■ **Goals**
**1.** Decide whether each statement below agrees with the account of the village dogs, answering yes or no and quoting the words of the account that settle it. (a) Mr A captured the six puppies on Monday evening. (b) The Governor of the Province in Mugla promised to contact Mr A on Wednesday. (c) The writer found only two dogs in the school playground that morning.
**2.** Write what comes next in the account of the village dogs, picking up after its final sentence.

And so the battle continues

I had hoped by now to have something positive to report concerning the recent batch of dogs in the village.  But things don't get any better.

Mr A came home again on Monday evening with the intention of trying to round up some of the dogs, at least the six puppies anyway, put them in the car and take them to a shelter.  We just want them to be safe.  The shelters are by no means ideal, but Mr A has been talking to people in the village and there have been threats.  People don't want the dogs here and I'm afraid they are just as likely to shoot them than try to find somewhere else for them to go.

He spent a couple of hours trying to coax the dogs and to capture them, but to no avail.  He spoke to the Muhtar and told him that he should contact the Belediye manager and get the Milas shelter to agree to take them.  To be honest, Mr A wasn't hopeful that the Milas shelter would agree, even though by law it is their responsibility, and if he had managed to get hold of some of the dogs he would have taken them out of the area to any shelter that would have taken them.

Yesterday he contacted the Belediye manager in Milas, who was very unhelpful.  He then spoke to the Governor of the Province in Mugla who promised to do something about it and contact Mr A today (Wednesday).  At the time of writing this he has heard nothing, and will ring back himself by the end of the day.

This morning I went down to the village to catch the 8.30am bus into Milas.  I took some more dogfood.  There were only two dogs in the school playground where they seem to be gathering in recent days.  I put down the food, and filled up several water containers.  As I was doing this I saw the Muhtar approach.  He was standing on the other side of the fence to the schoolyard, and was joined by 4 other men.  They all stood and watched me, and I refused to allow any eye contact but just carried on with the task at hand.

I came out of the yard just as the bus was arriving.  I started to get on the bus and the Muhtar tapped me on the shoulder and started to ramble on about the dogs, the Belediye, etc.  He was speaking so fast (and loudly) that I didn't entirely grasp what he said.  But I was angry that he did this in front of a bus full of people, and I just told him to talk to my husband.

Region segmentation data:
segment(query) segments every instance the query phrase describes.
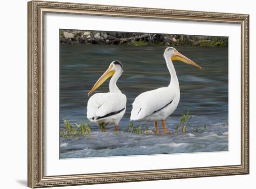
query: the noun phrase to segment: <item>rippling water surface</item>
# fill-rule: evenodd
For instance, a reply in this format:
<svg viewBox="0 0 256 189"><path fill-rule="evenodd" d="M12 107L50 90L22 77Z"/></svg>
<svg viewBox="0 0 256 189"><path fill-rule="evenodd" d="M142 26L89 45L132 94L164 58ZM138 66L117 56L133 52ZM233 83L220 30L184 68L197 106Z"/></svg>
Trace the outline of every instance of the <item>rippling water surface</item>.
<svg viewBox="0 0 256 189"><path fill-rule="evenodd" d="M119 123L100 132L93 125L90 137L60 139L60 158L76 158L228 150L228 49L177 47L176 49L202 69L181 62L174 65L180 83L181 99L175 112L166 120L172 133L137 135L128 129L131 104L143 92L167 86L170 82L162 45L63 45L60 56L60 127L63 120L87 121L87 94L113 60L119 60L124 71L117 85L127 97L127 111ZM107 81L94 93L108 92ZM181 114L189 110L193 117L186 133L175 132ZM160 123L159 123L160 124ZM145 122L134 123L135 127ZM204 124L206 126L204 128ZM155 132L152 123L146 123ZM160 124L159 124L160 125ZM161 125L160 132L163 132ZM193 133L196 128L198 132Z"/></svg>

■ **Answers to the exercises**
**1.**
(a) No: "He spent a couple of hours trying to coax the dogs and to capture them, but to no avail."
(b) Yes: "who promised to do something about it and contact Mr A today (Wednesday)"
(c) Yes: "There were only two dogs in the school playground"

**2.**
I phoned Mr A who phoned the Muhtar.   Mr A then told me that the Muhtar said that he (Mr A) should come home tonight and catch the dogs and remove them.  Who the hell does he think he is?  Well, of course, he's the head of the village, voted in at the last election, but he clearly is not doing his job.  Why is he not getting the Belediye shelter to take the dogs?  Why should Mr A have to keep buying petrol to come here and try to deal with the problem?

And why the hell should it be a problem anyway?  We are feeding the dogs.  I have already told the Muhtar that we will try to spay all the females over time, to stop the increase in population.  I don't know what else we can do.   If Mr A decides to come home to catch some of the dogs (which I suspect he will) then he can't do it without help and proper equipment.  He will need tranquillisers, strong choke leads to catch and restrain them, and help in getting them to the shelter.

Why can't these ignorant people see that the dogs are no threat as long as they are looked after, which we are prepared to do?

It's a real dilemma and I have no idea how to resolve it.  I'm just hoping that my next blog will be one where I will have some answers and something positive to report.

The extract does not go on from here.